Instructions for the task -
Working from the data below, write out exactly the lines from its first through the line that contains "mark the elephant -- a dot per instance", both ends included and pictures omitted.

Dataset -
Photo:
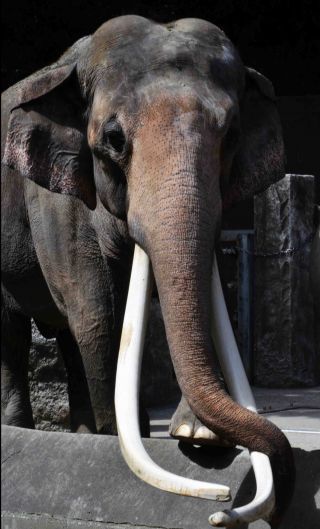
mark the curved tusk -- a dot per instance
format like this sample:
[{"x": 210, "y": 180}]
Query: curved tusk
[
  {"x": 128, "y": 375},
  {"x": 226, "y": 347}
]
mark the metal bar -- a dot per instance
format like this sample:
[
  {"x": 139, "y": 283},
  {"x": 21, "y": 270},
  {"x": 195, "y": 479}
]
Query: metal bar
[{"x": 245, "y": 295}]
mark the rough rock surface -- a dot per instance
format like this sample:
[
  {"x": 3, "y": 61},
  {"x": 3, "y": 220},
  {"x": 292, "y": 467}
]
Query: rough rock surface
[
  {"x": 48, "y": 384},
  {"x": 48, "y": 381},
  {"x": 285, "y": 334}
]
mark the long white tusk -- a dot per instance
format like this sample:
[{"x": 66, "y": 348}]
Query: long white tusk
[
  {"x": 127, "y": 392},
  {"x": 226, "y": 347}
]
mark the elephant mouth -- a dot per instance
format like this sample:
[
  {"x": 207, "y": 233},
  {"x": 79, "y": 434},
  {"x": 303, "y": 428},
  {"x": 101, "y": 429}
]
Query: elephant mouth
[{"x": 127, "y": 410}]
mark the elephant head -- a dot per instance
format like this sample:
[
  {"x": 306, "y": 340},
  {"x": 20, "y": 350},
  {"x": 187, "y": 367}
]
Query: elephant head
[{"x": 165, "y": 127}]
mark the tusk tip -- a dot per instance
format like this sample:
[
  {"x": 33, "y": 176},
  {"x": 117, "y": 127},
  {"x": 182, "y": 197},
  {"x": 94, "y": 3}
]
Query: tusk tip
[{"x": 222, "y": 519}]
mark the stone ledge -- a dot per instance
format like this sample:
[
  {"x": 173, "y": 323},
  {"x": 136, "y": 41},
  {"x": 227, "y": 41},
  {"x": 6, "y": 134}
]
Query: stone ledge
[{"x": 82, "y": 481}]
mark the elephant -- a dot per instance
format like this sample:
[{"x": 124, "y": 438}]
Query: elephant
[{"x": 141, "y": 133}]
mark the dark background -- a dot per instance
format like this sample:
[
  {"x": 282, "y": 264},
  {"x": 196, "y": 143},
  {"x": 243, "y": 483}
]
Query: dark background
[{"x": 280, "y": 38}]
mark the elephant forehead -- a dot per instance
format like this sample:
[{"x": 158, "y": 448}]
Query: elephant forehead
[{"x": 133, "y": 48}]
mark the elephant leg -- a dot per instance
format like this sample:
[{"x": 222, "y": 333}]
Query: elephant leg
[
  {"x": 81, "y": 413},
  {"x": 15, "y": 344},
  {"x": 186, "y": 427}
]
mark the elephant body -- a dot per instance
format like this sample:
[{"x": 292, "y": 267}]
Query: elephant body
[{"x": 141, "y": 133}]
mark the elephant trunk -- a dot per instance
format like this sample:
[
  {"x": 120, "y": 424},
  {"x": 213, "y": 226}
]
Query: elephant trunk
[
  {"x": 174, "y": 214},
  {"x": 181, "y": 256}
]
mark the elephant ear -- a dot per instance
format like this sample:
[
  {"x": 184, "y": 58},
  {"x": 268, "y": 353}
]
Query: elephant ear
[
  {"x": 259, "y": 160},
  {"x": 46, "y": 138}
]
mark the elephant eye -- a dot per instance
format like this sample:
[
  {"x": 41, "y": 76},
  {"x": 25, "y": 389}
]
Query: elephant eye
[{"x": 113, "y": 136}]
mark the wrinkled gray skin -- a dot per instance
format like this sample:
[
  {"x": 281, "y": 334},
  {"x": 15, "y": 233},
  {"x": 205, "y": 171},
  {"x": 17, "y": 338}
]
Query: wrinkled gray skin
[{"x": 139, "y": 133}]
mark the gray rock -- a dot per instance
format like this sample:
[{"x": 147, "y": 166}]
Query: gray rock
[
  {"x": 285, "y": 349},
  {"x": 82, "y": 479},
  {"x": 48, "y": 381},
  {"x": 48, "y": 384}
]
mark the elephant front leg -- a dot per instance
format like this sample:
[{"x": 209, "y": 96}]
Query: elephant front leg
[
  {"x": 99, "y": 363},
  {"x": 186, "y": 427}
]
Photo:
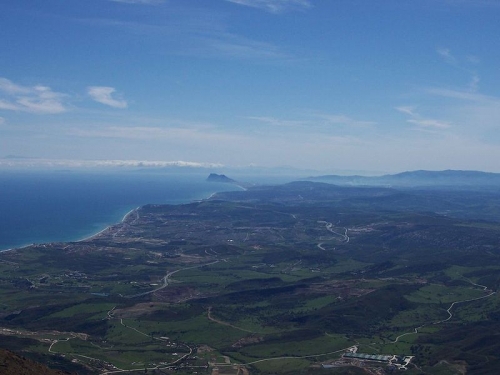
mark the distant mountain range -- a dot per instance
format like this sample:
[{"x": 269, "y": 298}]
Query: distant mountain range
[{"x": 421, "y": 178}]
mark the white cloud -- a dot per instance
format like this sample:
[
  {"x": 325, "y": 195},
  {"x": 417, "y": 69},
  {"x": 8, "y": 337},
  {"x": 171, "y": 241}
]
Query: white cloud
[
  {"x": 104, "y": 95},
  {"x": 446, "y": 55},
  {"x": 430, "y": 123},
  {"x": 422, "y": 122},
  {"x": 150, "y": 2},
  {"x": 474, "y": 83},
  {"x": 69, "y": 163},
  {"x": 275, "y": 6},
  {"x": 345, "y": 120},
  {"x": 37, "y": 99}
]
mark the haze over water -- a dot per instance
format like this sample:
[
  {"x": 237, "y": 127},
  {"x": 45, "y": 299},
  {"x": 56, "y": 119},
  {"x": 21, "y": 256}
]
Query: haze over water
[{"x": 68, "y": 206}]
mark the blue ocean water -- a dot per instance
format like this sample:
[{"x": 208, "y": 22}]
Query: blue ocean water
[{"x": 39, "y": 207}]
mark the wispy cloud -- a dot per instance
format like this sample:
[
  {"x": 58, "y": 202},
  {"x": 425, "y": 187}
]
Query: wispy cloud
[
  {"x": 33, "y": 99},
  {"x": 273, "y": 121},
  {"x": 104, "y": 95},
  {"x": 345, "y": 120},
  {"x": 462, "y": 64},
  {"x": 275, "y": 6},
  {"x": 112, "y": 163},
  {"x": 204, "y": 35},
  {"x": 423, "y": 122},
  {"x": 150, "y": 2},
  {"x": 446, "y": 55}
]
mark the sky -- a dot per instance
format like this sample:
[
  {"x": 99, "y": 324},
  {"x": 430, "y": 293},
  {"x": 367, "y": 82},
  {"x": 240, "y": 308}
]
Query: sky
[{"x": 331, "y": 85}]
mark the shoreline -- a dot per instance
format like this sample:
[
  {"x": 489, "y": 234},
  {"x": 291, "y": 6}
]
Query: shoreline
[{"x": 92, "y": 236}]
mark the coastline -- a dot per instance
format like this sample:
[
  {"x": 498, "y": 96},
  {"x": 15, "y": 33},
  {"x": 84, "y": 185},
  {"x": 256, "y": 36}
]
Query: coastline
[
  {"x": 92, "y": 236},
  {"x": 98, "y": 229}
]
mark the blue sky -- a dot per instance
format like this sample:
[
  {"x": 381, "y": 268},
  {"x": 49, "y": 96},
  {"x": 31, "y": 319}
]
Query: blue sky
[{"x": 388, "y": 85}]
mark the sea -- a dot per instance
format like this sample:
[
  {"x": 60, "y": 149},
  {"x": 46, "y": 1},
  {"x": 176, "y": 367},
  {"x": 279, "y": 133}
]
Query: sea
[{"x": 58, "y": 206}]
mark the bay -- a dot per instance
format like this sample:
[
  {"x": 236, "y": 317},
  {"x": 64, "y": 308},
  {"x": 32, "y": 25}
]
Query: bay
[{"x": 47, "y": 206}]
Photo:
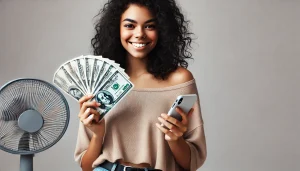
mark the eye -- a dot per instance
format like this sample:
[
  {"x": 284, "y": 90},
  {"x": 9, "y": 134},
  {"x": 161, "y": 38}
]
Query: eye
[
  {"x": 129, "y": 25},
  {"x": 151, "y": 26}
]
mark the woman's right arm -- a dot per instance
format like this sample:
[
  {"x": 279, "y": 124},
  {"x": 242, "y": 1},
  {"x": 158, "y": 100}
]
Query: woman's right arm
[{"x": 90, "y": 119}]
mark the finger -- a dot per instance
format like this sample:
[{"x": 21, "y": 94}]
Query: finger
[
  {"x": 85, "y": 105},
  {"x": 166, "y": 131},
  {"x": 172, "y": 120},
  {"x": 84, "y": 99},
  {"x": 190, "y": 112},
  {"x": 90, "y": 111},
  {"x": 88, "y": 120},
  {"x": 178, "y": 131},
  {"x": 183, "y": 115}
]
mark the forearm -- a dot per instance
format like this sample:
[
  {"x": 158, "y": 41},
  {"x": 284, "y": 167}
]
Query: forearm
[
  {"x": 181, "y": 152},
  {"x": 92, "y": 153}
]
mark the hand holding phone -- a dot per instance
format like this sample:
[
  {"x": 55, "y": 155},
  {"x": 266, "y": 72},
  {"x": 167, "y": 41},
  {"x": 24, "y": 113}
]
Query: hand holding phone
[{"x": 185, "y": 102}]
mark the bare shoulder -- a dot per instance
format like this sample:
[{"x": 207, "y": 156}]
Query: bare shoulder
[{"x": 179, "y": 76}]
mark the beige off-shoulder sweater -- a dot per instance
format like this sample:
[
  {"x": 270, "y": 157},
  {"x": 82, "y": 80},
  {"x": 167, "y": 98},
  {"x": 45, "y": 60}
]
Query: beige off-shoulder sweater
[{"x": 131, "y": 134}]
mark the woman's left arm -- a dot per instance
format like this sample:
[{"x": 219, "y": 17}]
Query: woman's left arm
[{"x": 179, "y": 147}]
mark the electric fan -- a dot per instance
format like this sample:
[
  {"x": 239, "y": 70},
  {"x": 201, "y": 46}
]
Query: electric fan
[{"x": 34, "y": 115}]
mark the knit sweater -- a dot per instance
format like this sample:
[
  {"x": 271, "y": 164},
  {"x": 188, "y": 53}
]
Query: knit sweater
[{"x": 131, "y": 134}]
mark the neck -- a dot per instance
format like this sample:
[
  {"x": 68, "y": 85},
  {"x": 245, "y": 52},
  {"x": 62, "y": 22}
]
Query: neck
[{"x": 136, "y": 66}]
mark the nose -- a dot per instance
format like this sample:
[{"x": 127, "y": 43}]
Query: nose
[{"x": 140, "y": 33}]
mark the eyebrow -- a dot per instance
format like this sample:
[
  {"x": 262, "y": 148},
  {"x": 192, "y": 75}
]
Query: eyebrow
[{"x": 133, "y": 21}]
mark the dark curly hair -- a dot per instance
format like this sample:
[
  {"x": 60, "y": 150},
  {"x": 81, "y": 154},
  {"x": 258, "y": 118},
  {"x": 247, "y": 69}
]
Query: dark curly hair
[{"x": 174, "y": 42}]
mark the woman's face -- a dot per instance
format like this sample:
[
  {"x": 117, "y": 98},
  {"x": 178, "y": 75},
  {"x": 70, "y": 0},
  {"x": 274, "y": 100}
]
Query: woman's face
[{"x": 138, "y": 31}]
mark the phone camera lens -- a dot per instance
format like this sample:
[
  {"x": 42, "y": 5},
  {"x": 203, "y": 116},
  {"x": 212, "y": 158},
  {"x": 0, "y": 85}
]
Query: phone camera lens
[{"x": 180, "y": 100}]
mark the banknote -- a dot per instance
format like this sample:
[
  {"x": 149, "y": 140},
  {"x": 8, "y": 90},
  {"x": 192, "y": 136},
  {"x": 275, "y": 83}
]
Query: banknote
[
  {"x": 63, "y": 80},
  {"x": 96, "y": 75},
  {"x": 97, "y": 67},
  {"x": 82, "y": 71},
  {"x": 111, "y": 92},
  {"x": 69, "y": 68}
]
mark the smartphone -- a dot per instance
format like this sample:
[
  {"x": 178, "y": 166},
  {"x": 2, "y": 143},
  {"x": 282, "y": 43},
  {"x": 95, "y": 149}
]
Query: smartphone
[{"x": 185, "y": 102}]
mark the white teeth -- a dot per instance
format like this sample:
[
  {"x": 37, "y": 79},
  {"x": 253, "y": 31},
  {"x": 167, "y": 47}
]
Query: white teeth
[{"x": 139, "y": 44}]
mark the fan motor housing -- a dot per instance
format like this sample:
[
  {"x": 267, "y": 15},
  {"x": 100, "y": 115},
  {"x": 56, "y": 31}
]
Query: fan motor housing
[{"x": 30, "y": 121}]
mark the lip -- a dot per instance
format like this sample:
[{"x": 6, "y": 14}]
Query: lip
[
  {"x": 147, "y": 43},
  {"x": 139, "y": 42}
]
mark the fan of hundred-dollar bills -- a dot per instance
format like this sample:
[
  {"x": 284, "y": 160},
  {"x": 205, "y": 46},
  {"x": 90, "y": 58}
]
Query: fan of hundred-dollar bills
[{"x": 96, "y": 75}]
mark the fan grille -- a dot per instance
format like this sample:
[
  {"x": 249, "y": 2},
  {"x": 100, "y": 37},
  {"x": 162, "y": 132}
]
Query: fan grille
[{"x": 31, "y": 94}]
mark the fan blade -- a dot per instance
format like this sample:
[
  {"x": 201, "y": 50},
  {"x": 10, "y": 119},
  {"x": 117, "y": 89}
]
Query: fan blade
[
  {"x": 24, "y": 142},
  {"x": 12, "y": 112}
]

Written response -
Photo:
mark the curved tusk -- a dot per instance
format like this sample:
[{"x": 210, "y": 180}]
Query: curved tusk
[
  {"x": 128, "y": 375},
  {"x": 226, "y": 347}
]
mark the metal bar -- a dot per instance
format like this sample:
[
  {"x": 139, "y": 283},
  {"x": 21, "y": 270},
  {"x": 195, "y": 479}
]
Query: metal bar
[{"x": 245, "y": 295}]
mark the rough rock surface -- a dot per instance
format like this sample:
[
  {"x": 3, "y": 61},
  {"x": 3, "y": 220},
  {"x": 292, "y": 467}
]
Query: rough rock surface
[
  {"x": 48, "y": 384},
  {"x": 48, "y": 381},
  {"x": 285, "y": 334}
]
mark the long white tusk -- a dot per instance
format like this sample:
[{"x": 66, "y": 348}]
Query: long white tusk
[
  {"x": 127, "y": 392},
  {"x": 226, "y": 347}
]
mark the elephant mouth -- a dot per instance
format like this sample:
[
  {"x": 207, "y": 233},
  {"x": 79, "y": 434},
  {"x": 303, "y": 428},
  {"x": 101, "y": 429}
]
Query: elephant mouth
[{"x": 127, "y": 410}]
mark the elephant head -- a dot per instance
format like this sample:
[
  {"x": 306, "y": 340},
  {"x": 20, "y": 350},
  {"x": 187, "y": 367}
]
Query: elephant head
[{"x": 165, "y": 127}]
mark the tusk tip -- a dot per instance
format like this sample:
[
  {"x": 33, "y": 176},
  {"x": 117, "y": 127},
  {"x": 182, "y": 197},
  {"x": 94, "y": 3}
]
Query: tusk tip
[{"x": 222, "y": 519}]
mark the stone ledge -- a dot per instance
format like this sample:
[
  {"x": 173, "y": 323},
  {"x": 136, "y": 41},
  {"x": 227, "y": 41},
  {"x": 6, "y": 134}
]
Query: stone ledge
[{"x": 82, "y": 481}]
mark the elephant -- a dot per instance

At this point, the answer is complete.